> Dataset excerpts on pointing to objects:
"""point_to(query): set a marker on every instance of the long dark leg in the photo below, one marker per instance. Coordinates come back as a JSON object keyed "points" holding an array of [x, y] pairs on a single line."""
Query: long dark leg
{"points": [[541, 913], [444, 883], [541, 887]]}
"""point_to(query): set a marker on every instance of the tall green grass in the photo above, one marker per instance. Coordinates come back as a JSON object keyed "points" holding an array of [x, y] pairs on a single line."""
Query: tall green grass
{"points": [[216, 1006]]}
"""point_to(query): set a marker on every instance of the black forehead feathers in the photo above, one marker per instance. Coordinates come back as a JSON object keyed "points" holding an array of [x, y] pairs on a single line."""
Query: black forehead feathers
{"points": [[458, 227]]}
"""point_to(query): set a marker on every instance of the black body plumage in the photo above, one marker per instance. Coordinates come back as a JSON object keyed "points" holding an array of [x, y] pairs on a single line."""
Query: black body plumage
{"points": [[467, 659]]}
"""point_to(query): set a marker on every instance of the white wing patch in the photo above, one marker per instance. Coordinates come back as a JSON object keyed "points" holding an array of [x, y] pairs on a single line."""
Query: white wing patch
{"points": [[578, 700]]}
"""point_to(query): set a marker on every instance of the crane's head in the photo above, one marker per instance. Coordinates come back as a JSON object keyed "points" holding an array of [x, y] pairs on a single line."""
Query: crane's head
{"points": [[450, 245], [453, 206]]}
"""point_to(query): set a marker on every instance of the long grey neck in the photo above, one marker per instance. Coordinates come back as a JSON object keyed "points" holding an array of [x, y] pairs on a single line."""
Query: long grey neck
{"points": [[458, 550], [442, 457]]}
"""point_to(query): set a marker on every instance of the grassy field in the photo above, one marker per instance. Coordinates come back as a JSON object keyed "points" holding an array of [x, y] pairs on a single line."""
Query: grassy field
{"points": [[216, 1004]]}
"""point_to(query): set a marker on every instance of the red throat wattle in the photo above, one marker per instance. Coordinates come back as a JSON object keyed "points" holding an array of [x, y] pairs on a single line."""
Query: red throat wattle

> What you should do: Copy out every line exactly, starting at the line that contains "of the crane's" and continuing down to the end of the items.

> Response:
"""point_to(query): set a marker on every instance of the crane's head in the photo above, one marker per instance. Coordinates come back as a JSON object keyed "points" holding an array of [x, y] pairs on a single line."""
Query: crane's head
{"points": [[450, 245], [453, 206]]}
"""point_to(query): set a marker on every instance of the long grey neck in the photo above, one marker per instance. Coordinates come back as a JSON object keyed "points" holding an array of [x, y] pairs on a single line."""
Query: long grey neck
{"points": [[458, 550], [442, 457]]}
"""point_to(query): set a marker on every instance of the grassy field in the photo above, one marker per instance. Coordinates come back as a JSON object keyed "points" holding an array of [x, y] pairs on a single line."""
Query: grassy field
{"points": [[216, 1004]]}
"""point_to(query): set a marker on every instance of the red throat wattle in the photo above, one marker per instance. Coordinates come back as a JSON object keyed "points" holding an array of [x, y] pairs on a single line."""
Query: red throat wattle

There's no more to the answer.